* _Raw data_:
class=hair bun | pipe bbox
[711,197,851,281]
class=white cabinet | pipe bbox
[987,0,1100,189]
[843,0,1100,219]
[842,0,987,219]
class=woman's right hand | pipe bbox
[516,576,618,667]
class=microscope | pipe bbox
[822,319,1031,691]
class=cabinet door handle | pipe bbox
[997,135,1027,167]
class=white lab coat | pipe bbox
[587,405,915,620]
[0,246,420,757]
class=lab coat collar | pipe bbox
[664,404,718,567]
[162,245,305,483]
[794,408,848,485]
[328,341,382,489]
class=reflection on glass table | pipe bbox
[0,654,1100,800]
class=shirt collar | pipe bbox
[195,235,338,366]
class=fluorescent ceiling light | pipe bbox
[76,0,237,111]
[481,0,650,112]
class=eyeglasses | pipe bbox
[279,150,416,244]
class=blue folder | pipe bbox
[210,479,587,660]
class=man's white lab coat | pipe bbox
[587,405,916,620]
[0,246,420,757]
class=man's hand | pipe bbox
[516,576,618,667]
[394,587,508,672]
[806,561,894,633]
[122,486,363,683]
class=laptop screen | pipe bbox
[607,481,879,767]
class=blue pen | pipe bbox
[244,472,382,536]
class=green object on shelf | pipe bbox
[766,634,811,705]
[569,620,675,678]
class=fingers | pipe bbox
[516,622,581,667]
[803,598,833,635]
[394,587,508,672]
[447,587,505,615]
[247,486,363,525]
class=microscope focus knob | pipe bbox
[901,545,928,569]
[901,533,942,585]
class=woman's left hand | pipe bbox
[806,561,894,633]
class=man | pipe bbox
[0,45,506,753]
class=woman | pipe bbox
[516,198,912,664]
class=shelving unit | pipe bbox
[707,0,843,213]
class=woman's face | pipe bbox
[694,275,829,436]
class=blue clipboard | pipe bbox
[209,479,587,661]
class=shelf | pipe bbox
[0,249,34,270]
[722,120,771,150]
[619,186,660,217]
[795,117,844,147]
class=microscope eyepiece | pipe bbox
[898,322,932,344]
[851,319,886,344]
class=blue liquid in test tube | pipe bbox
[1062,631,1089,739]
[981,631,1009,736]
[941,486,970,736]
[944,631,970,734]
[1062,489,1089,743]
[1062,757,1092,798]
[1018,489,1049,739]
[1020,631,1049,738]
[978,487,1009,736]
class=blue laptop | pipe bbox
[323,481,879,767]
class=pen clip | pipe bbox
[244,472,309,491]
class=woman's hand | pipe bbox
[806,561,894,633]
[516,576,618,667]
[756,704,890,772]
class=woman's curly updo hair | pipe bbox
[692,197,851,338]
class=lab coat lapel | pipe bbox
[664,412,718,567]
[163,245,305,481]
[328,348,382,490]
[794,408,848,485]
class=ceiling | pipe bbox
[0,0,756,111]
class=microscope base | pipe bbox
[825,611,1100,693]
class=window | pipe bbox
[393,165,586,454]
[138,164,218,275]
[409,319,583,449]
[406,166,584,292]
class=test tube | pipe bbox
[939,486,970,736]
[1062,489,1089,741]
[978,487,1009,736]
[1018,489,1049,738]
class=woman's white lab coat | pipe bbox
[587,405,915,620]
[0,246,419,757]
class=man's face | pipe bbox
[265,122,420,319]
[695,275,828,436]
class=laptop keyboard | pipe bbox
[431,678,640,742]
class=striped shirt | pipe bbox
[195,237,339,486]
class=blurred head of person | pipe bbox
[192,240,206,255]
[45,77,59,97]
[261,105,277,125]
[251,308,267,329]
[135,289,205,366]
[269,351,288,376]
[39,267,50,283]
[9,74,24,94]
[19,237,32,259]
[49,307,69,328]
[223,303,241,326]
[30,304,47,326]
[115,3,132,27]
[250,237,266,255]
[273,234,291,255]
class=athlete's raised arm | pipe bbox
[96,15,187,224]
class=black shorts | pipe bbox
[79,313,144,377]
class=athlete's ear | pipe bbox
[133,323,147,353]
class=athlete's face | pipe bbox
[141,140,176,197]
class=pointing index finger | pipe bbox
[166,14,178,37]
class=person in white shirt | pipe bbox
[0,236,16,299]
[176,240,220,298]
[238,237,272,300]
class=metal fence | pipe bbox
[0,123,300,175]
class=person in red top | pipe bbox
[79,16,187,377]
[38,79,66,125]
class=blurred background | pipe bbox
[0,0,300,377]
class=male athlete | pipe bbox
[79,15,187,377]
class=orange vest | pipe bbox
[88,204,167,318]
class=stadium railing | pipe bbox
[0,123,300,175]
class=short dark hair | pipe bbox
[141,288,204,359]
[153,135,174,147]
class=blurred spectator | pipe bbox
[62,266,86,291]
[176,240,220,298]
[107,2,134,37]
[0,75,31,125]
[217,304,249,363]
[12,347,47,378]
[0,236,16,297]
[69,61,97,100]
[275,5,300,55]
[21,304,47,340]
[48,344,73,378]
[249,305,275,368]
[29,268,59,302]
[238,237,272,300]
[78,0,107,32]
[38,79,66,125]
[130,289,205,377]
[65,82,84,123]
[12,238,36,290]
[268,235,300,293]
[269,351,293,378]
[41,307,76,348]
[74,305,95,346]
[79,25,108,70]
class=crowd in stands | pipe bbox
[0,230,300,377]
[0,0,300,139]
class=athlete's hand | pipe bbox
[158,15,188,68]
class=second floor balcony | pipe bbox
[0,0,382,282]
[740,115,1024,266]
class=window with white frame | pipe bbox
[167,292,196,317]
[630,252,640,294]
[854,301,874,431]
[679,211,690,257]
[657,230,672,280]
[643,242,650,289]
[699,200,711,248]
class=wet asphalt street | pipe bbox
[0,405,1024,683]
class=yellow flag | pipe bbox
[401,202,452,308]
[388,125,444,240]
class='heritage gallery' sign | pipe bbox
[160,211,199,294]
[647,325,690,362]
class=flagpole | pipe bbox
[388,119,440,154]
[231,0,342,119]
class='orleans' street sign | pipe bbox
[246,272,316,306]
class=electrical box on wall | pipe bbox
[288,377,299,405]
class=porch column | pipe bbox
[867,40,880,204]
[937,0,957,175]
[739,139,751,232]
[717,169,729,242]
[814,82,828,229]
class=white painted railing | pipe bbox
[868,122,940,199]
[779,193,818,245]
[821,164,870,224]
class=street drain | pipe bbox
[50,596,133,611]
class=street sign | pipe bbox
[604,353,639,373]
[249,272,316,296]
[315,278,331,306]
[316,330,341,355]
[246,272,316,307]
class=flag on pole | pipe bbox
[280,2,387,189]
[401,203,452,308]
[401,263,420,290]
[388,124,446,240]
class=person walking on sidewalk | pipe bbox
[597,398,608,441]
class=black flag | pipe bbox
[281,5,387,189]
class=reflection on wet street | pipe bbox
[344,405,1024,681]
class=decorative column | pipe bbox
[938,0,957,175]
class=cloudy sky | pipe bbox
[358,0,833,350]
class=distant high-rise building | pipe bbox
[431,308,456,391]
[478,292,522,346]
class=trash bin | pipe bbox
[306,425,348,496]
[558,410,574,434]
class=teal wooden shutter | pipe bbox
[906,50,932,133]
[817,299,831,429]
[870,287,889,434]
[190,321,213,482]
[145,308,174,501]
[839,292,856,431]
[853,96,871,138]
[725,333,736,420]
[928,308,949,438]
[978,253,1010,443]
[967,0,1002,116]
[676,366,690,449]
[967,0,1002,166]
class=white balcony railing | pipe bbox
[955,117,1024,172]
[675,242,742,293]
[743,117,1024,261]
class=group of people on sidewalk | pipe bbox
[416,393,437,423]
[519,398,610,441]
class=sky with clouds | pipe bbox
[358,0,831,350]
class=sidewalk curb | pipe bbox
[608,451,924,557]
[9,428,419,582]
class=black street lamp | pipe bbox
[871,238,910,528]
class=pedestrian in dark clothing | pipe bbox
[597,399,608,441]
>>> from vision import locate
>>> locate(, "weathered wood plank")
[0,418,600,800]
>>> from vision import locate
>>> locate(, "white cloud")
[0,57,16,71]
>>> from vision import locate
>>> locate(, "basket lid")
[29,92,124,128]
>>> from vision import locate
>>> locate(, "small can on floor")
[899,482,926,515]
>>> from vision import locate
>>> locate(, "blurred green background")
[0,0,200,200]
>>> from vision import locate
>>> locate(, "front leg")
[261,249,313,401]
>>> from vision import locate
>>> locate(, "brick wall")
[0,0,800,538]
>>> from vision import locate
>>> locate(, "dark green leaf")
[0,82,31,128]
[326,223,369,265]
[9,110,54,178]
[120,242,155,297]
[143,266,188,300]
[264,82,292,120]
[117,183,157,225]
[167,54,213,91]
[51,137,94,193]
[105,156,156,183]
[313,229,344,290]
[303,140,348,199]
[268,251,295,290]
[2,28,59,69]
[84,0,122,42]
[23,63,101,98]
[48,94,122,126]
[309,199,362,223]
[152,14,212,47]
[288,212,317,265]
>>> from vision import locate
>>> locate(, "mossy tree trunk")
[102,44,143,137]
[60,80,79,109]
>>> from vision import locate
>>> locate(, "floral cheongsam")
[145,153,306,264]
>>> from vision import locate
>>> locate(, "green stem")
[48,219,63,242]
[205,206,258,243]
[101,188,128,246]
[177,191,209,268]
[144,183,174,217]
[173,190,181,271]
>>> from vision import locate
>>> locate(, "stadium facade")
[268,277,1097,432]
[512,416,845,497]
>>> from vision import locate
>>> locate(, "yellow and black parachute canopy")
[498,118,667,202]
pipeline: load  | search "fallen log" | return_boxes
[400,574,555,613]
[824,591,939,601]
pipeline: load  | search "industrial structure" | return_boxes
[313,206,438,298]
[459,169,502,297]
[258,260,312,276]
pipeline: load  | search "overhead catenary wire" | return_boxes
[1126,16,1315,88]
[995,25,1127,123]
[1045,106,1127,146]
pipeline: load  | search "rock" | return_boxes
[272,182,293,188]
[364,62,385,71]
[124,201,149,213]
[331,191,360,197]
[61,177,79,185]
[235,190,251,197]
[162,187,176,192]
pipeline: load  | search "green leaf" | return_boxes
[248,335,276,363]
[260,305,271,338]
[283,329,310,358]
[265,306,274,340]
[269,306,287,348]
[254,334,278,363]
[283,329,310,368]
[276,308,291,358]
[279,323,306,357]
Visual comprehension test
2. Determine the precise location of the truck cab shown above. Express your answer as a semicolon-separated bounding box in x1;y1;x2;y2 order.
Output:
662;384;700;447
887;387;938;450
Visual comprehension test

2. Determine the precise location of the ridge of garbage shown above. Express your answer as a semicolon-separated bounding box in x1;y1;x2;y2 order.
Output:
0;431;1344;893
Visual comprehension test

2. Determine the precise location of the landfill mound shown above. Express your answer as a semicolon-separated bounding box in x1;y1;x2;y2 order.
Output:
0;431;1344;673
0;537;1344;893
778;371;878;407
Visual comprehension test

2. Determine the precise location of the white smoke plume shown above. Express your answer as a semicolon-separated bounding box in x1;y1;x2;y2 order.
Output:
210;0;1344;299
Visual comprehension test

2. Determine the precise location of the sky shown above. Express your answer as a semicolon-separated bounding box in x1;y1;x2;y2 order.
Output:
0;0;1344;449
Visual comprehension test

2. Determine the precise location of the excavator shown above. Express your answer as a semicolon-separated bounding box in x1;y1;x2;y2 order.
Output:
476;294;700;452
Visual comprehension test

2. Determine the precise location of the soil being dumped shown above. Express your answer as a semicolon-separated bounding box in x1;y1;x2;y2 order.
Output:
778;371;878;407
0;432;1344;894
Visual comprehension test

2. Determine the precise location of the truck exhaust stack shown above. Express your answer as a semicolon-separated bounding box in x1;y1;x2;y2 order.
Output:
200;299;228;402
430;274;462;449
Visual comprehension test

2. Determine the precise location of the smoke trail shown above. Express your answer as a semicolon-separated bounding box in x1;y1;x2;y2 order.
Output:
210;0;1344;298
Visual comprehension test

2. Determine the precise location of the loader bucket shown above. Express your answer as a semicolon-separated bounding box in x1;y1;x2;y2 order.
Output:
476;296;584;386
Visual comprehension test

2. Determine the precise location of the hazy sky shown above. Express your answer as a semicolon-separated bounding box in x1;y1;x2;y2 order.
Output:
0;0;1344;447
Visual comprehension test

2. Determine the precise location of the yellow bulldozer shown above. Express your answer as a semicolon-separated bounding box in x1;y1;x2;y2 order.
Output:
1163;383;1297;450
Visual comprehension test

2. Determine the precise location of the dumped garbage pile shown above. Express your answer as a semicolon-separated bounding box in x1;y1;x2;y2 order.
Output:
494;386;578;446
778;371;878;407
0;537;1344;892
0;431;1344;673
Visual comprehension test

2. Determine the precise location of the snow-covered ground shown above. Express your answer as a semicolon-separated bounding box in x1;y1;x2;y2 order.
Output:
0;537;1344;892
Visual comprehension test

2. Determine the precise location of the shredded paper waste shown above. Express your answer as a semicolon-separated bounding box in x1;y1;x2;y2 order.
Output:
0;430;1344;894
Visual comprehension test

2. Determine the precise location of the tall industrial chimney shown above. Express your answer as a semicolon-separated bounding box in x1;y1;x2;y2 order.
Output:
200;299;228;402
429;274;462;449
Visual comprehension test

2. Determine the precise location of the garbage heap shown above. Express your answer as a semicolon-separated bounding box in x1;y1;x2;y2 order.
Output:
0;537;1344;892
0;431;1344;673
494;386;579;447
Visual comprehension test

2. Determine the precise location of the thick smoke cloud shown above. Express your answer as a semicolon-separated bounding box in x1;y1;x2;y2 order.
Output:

* _Required task_: Can you recast the stretch of the listing above, from the line containing "class=microscope focus knob | pipe bbox" through the line containing "[825,611,1100,693]", as a numbered list with blank lines left out?

* _Solution_:
1. class=microscope focus knob | pipe bbox
2. [901,545,928,569]
3. [901,533,942,585]
4. class=woman's left hand | pipe bbox
5. [806,561,894,633]
6. class=man | pipe bbox
7. [0,45,506,753]
8. class=woman | pipe bbox
9. [516,198,912,664]
10. class=shelving unit | pipe bbox
11. [707,0,843,213]
12. class=woman's face | pipe bbox
13. [694,275,829,436]
14. class=blue clipboard | pipe bbox
15. [209,479,587,661]
16. class=shelf | pipe bbox
17. [0,249,34,270]
18. [722,120,771,150]
19. [619,186,660,217]
20. [795,117,844,147]
21. class=microscope eyepiece | pipe bbox
22. [898,322,932,344]
23. [851,319,886,344]
24. class=blue liquid in test tube | pipe bbox
25. [1062,631,1089,739]
26. [981,631,1009,736]
27. [941,486,970,736]
28. [944,631,970,734]
29. [1062,489,1089,743]
30. [1062,757,1092,798]
31. [1018,489,1049,739]
32. [1020,631,1049,738]
33. [978,487,1009,736]
34. class=blue laptop | pipe bbox
35. [323,481,879,767]
36. class=pen clip | pipe bbox
37. [244,472,309,491]
38. class=woman's hand | pipe bbox
39. [806,561,894,633]
40. [516,576,618,667]
41. [756,704,890,772]
42. class=woman's curly updo hair | pipe bbox
43. [692,197,851,338]
44. class=lab coat lapel | pipe bbox
45. [664,412,718,567]
46. [163,245,305,481]
47. [328,348,382,490]
48. [794,408,848,485]
49. class=ceiling | pipe bbox
50. [0,0,756,111]
51. class=microscope base | pipe bbox
52. [825,611,1100,693]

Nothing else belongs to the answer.